Dataset items:

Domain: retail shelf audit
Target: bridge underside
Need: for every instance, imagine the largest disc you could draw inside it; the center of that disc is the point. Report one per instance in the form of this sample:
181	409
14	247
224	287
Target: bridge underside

- _TASK GOAL_
Going line by line, set down the data above exactly as given.

- _ANSWER FOR THE TASK_
Domain: retail shelf audit
Target: bridge underside
Need: for every instance, imagine the largest disc you could draw inside it; the center of that disc is the point. Report one per instance in the form of this sample:
181	409
14	247
224	287
Target: bridge underside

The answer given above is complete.